(Given exercise) Can you switch "guitar neck" to "guitar headstock" in the data, starting with the line that contains "of the dewatered" and going on through the end, and give back only those lines with nothing else changed?

:: Supplied data

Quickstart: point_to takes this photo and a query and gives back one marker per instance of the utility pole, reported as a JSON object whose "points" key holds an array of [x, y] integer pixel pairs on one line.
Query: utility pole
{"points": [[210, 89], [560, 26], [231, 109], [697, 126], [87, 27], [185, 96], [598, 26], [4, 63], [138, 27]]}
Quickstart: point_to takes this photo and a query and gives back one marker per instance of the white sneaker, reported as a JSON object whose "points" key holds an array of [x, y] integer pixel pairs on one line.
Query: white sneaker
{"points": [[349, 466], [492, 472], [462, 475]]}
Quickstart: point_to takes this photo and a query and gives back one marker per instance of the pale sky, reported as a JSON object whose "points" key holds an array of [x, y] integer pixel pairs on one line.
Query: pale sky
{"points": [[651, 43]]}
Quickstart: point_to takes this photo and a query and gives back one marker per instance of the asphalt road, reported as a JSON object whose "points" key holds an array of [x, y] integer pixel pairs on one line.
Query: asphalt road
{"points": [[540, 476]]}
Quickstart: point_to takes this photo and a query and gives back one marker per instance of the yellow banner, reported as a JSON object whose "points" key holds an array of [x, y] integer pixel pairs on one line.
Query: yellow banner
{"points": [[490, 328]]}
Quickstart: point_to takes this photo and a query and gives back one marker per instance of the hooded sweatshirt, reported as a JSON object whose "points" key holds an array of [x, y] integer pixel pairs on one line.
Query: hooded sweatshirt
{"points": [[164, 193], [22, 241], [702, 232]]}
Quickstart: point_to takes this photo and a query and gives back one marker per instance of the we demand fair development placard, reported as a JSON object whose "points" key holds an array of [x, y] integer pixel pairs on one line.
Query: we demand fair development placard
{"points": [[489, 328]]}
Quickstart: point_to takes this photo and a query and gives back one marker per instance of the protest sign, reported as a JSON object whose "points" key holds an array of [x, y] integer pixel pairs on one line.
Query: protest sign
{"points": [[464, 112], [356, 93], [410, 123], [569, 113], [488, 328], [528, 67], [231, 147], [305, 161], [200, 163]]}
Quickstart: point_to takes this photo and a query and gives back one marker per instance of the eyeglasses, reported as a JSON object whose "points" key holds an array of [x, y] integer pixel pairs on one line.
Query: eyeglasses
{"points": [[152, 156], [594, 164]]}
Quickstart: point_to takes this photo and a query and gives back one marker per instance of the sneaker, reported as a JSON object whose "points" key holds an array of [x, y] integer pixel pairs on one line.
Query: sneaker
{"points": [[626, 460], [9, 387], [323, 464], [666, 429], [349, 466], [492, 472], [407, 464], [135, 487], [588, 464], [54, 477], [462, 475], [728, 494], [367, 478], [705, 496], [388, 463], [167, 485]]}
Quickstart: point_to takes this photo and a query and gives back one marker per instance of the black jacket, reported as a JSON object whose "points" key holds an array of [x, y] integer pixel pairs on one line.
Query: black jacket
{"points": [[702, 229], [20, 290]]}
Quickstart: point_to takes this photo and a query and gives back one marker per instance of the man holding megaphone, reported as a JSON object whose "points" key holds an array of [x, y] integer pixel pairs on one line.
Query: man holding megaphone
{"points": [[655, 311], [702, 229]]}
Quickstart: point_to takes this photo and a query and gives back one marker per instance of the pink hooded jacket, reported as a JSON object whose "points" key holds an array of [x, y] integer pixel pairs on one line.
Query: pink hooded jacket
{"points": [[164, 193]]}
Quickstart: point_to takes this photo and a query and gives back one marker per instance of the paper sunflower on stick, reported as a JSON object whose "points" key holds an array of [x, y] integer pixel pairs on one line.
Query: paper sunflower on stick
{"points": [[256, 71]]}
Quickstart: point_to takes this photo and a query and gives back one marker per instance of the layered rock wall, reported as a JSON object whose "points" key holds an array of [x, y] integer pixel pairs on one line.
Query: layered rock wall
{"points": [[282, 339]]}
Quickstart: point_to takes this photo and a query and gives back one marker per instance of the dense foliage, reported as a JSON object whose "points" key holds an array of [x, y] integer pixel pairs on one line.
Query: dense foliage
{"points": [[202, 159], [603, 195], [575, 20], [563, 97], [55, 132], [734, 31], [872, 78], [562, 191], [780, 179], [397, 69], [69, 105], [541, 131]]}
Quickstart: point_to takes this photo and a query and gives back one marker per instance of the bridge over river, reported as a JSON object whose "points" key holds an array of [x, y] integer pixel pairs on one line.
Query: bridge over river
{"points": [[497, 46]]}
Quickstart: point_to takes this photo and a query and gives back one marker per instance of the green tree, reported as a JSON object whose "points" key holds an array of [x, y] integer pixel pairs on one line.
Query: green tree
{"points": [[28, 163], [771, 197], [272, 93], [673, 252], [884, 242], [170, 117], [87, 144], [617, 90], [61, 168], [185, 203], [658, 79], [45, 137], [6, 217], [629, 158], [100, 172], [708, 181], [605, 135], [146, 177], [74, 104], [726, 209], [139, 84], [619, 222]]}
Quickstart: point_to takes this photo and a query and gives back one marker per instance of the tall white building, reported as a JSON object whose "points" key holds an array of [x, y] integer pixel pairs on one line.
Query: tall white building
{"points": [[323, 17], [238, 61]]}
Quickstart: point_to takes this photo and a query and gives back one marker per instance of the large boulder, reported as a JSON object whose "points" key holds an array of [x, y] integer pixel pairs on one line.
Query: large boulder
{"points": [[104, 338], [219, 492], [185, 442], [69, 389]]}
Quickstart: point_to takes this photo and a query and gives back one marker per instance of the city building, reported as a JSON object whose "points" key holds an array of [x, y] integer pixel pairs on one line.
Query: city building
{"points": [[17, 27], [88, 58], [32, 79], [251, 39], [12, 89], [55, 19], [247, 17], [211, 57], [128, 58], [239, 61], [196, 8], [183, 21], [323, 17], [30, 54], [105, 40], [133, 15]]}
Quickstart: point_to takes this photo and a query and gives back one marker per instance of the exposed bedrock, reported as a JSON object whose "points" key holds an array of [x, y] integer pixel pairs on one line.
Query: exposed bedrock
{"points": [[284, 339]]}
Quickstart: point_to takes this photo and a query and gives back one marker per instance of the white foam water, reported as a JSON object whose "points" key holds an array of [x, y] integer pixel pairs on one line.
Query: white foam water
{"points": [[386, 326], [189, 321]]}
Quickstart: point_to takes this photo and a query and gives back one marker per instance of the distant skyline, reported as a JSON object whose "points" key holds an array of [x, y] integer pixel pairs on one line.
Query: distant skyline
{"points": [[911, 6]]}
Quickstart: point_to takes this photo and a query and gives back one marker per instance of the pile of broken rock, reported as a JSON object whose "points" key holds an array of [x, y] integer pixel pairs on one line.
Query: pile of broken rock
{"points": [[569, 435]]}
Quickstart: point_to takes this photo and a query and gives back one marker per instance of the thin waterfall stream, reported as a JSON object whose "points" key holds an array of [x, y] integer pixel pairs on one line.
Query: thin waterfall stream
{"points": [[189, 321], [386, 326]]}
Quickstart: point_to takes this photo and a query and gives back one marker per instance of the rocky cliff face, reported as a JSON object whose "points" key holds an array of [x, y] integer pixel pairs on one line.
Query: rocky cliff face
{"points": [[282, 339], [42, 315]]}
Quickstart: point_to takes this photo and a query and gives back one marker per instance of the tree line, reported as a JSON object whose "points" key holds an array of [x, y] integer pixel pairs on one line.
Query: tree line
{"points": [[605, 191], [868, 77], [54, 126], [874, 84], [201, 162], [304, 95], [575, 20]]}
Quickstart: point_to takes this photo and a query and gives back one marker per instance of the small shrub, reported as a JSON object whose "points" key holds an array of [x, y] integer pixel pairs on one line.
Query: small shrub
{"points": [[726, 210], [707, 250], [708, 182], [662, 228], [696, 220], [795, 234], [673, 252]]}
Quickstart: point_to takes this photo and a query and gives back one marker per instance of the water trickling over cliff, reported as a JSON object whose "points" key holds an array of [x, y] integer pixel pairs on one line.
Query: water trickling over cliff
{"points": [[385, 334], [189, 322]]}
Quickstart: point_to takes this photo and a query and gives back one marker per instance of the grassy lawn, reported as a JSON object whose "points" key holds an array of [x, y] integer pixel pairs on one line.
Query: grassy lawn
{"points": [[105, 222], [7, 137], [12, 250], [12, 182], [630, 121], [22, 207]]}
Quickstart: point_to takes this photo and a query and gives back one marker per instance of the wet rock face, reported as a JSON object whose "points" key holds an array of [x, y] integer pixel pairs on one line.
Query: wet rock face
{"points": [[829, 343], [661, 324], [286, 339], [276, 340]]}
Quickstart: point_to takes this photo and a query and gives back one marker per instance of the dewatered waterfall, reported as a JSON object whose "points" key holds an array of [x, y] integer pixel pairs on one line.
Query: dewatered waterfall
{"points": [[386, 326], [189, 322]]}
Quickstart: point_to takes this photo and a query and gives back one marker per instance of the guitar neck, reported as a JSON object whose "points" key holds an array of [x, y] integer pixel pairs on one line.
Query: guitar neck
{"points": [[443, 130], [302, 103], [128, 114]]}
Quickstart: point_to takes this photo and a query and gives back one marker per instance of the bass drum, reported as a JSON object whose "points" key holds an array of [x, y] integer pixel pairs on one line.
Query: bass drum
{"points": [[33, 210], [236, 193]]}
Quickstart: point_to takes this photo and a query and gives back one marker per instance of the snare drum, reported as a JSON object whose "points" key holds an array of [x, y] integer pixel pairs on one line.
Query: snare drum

::::

(Written response)
Quickstart: point_to takes this photo and a query and gives back one marker per instance of the dewatered waterfall, reported as a JSON object whose "points" key holds an array of [x, y] integer pixel pairs on one line.
Query: dewatered waterfall
{"points": [[386, 326], [189, 322]]}
Quickstart: point_to takes this photo and a query and gives back one marker per instance of the guitar headstock, reported as a JSON object whose "points" key holds an array of [x, y] integer pixel pairs on one line.
Query: guitar headstock
{"points": [[443, 130], [302, 103], [128, 114]]}
Quickstart: point_to takes this photo and a query and gives back one marker per instance of the bass drum, reported as a JSON object whose "points" key holds an array of [x, y] integer pixel pairs on one line.
Query: bass drum
{"points": [[33, 210], [236, 193]]}
Quickstart: point_to takes this photo and a query and gives back one marker per instance of the snare drum, reported as a JSON object whose "points" key holds an array of [x, y] integer pixel pairs on one line.
Query: snare drum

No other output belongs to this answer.